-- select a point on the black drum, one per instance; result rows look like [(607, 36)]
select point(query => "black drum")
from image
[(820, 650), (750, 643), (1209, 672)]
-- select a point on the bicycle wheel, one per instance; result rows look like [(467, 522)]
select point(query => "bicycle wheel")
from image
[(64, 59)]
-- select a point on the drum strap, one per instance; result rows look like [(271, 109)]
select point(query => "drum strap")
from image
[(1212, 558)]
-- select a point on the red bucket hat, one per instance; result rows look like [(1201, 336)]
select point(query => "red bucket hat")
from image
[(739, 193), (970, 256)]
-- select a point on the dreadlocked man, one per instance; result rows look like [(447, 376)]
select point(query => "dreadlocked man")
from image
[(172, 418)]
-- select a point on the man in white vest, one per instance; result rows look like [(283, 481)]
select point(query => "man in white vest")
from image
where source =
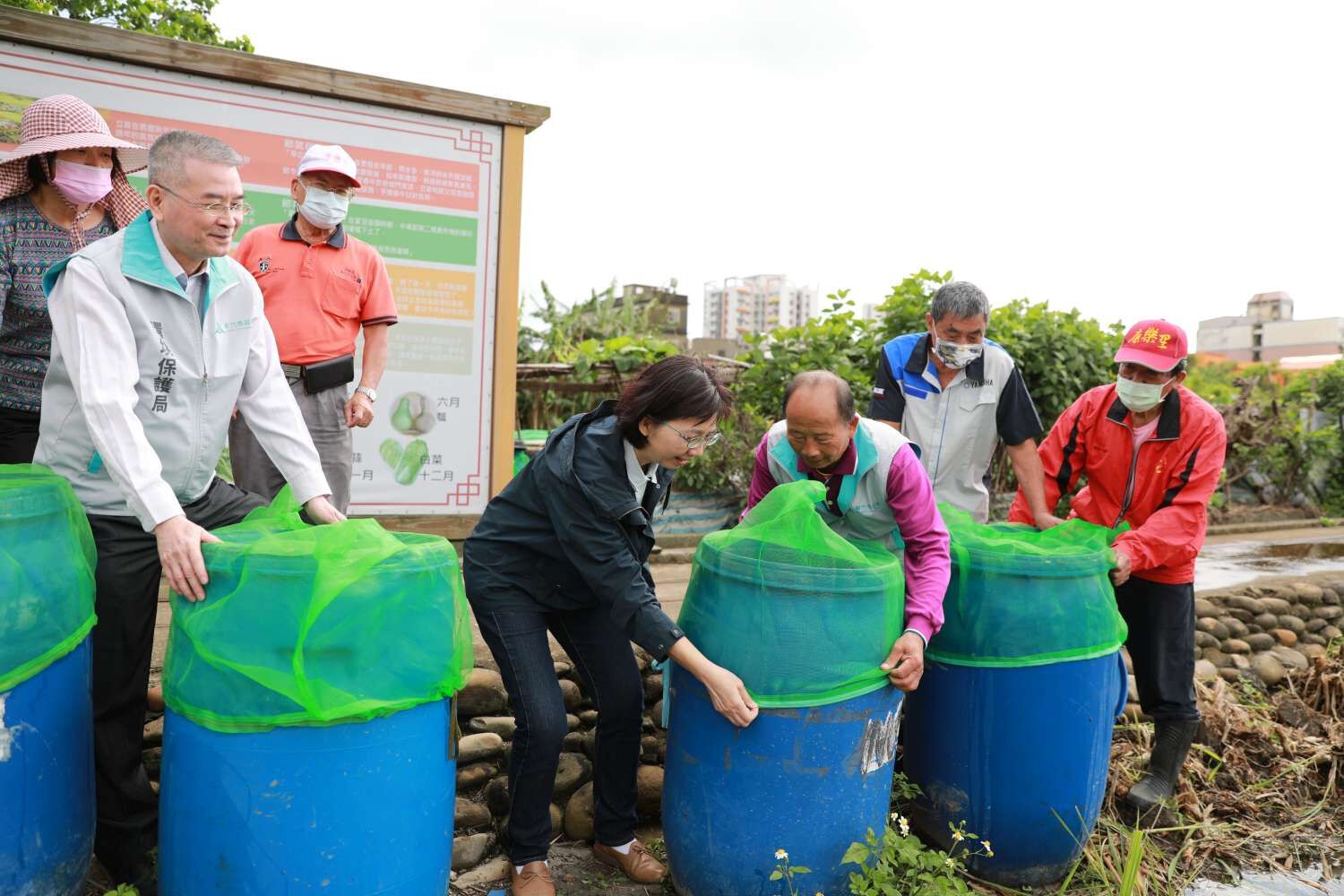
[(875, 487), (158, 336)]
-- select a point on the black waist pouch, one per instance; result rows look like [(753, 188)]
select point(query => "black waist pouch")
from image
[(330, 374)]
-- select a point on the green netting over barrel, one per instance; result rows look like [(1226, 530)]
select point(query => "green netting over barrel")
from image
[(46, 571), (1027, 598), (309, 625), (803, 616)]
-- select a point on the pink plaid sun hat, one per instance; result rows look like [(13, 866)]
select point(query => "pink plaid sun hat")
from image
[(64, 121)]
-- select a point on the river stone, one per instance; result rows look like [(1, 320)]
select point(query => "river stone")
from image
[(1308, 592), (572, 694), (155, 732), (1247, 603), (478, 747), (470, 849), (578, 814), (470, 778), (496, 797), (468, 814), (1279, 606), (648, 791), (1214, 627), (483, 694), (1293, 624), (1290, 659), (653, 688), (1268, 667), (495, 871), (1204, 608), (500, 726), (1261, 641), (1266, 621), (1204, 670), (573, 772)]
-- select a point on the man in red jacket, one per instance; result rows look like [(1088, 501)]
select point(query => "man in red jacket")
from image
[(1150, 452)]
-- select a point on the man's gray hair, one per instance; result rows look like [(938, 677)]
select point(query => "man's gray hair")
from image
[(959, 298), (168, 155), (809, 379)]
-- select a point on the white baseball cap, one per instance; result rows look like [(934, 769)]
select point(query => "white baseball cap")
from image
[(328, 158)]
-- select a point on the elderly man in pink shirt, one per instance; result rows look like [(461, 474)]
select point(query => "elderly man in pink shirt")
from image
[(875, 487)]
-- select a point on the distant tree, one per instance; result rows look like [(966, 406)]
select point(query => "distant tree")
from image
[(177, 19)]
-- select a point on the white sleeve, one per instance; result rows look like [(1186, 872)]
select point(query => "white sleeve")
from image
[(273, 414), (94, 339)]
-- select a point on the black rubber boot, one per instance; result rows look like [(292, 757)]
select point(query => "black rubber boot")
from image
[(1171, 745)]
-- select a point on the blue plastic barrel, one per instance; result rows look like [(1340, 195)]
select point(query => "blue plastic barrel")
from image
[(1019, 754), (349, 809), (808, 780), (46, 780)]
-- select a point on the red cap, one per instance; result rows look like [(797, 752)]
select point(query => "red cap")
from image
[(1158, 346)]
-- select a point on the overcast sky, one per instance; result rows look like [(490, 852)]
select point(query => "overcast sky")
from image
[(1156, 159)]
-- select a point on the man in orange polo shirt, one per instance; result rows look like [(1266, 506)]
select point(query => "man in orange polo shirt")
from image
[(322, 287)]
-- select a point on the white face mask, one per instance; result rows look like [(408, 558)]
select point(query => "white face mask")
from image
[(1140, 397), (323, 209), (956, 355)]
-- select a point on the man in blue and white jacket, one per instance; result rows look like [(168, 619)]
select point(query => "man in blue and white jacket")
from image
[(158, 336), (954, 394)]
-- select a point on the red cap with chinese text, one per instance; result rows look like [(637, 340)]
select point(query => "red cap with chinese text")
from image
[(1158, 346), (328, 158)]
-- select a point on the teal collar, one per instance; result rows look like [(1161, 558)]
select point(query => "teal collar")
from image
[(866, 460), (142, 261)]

...

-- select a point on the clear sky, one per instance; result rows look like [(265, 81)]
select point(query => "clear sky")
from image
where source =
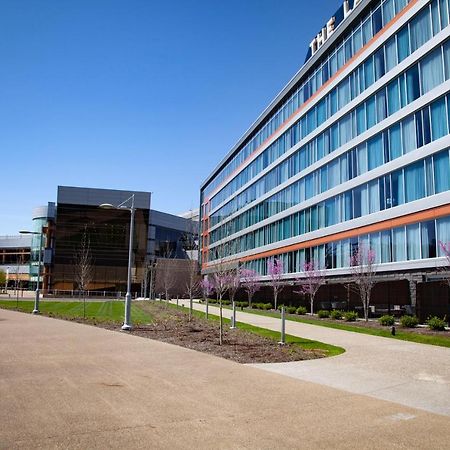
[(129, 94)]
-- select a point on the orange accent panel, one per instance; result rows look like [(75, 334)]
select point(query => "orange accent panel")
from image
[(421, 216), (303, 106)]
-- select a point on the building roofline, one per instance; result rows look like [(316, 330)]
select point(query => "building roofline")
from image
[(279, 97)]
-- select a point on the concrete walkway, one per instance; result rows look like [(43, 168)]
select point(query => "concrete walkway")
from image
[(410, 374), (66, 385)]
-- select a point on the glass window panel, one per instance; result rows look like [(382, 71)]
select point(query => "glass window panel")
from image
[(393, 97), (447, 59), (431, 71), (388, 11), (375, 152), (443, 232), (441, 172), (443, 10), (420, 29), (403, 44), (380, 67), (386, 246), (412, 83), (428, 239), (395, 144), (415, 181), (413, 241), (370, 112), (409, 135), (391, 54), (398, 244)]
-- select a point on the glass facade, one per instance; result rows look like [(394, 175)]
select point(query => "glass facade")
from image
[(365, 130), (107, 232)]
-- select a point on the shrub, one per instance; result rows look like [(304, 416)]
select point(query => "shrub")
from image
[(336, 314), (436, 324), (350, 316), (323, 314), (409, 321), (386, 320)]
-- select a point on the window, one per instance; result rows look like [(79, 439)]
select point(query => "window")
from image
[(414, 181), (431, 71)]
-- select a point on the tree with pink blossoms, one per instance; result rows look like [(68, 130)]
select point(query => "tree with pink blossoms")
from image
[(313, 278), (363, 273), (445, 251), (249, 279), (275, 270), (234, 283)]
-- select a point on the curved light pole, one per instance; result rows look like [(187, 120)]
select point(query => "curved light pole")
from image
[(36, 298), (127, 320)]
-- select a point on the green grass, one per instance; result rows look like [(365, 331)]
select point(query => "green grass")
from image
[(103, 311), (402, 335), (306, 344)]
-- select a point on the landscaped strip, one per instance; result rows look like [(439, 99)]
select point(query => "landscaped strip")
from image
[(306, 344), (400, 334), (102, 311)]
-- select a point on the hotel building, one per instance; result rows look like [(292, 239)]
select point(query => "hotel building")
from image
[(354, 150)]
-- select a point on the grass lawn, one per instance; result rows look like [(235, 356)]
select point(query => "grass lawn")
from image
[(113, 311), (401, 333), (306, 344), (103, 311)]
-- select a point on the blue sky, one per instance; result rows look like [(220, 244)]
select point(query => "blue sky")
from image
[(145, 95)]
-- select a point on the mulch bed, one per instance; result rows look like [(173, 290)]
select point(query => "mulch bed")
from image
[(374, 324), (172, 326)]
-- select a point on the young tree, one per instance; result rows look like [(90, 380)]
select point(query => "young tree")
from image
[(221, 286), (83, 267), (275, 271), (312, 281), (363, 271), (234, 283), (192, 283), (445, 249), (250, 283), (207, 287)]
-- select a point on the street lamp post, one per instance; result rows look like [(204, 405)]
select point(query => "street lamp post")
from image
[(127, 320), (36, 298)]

--

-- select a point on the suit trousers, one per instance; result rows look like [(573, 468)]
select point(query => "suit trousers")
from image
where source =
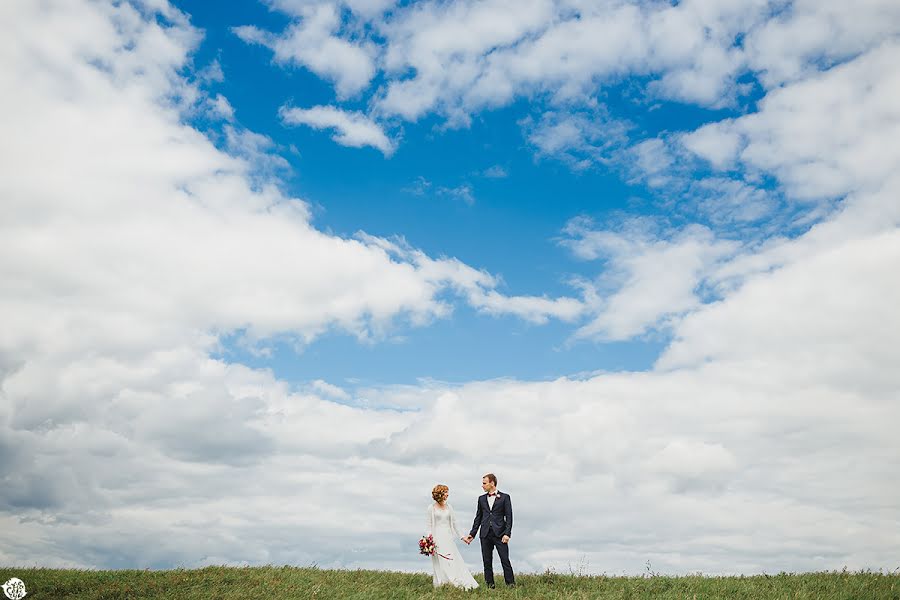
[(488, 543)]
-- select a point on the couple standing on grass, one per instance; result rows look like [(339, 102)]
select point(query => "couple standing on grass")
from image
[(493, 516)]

#### Short task
Starting at the line containing "-- select a point on the man in red" and ending at the line containing "[(1150, 452)]", rewrite those lines of the listing with "red jacket" switched to "blue jacket" and everything else left unchanged.

#### Solution to this task
-- select a point on the man in blue jacket, one per instance; result rows look like [(1088, 501)]
select point(query => "man in blue jacket")
from image
[(1150, 452)]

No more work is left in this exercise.